Work request: In the entries below, some lines contain "window"; work out how many and answer with the figure only.
::::
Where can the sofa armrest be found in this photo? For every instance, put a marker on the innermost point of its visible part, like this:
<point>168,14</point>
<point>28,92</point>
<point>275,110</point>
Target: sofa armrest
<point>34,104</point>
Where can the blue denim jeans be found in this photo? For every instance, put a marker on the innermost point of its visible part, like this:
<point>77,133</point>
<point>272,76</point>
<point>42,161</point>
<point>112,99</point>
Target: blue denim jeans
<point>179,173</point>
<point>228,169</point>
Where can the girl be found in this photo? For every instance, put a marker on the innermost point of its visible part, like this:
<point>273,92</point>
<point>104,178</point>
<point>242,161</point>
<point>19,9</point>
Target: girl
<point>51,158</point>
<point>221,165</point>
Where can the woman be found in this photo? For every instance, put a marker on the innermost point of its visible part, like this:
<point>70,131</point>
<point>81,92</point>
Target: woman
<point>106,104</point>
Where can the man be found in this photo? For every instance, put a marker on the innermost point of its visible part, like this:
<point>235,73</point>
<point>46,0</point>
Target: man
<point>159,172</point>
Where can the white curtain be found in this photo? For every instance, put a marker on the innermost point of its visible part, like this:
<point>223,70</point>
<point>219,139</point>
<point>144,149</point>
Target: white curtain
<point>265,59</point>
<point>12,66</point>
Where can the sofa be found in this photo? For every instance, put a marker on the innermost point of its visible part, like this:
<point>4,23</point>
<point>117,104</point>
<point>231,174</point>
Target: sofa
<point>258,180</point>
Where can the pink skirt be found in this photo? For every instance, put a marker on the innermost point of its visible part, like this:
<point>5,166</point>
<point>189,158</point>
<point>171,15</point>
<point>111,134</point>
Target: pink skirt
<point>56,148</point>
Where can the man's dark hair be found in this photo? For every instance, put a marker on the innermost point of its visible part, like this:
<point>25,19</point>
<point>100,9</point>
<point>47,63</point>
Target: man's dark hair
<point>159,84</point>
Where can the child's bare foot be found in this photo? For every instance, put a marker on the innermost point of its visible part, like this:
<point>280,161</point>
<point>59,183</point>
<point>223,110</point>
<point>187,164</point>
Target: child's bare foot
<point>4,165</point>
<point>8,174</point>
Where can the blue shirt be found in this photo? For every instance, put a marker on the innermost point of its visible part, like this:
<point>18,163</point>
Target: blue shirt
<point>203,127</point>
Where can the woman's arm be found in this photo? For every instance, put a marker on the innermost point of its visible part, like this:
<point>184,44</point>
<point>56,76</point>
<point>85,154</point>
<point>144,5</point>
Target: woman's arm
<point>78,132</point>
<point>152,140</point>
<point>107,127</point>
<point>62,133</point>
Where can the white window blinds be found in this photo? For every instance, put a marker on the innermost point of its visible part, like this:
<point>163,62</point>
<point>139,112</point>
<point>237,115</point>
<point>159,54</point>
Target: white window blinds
::::
Answer below: 2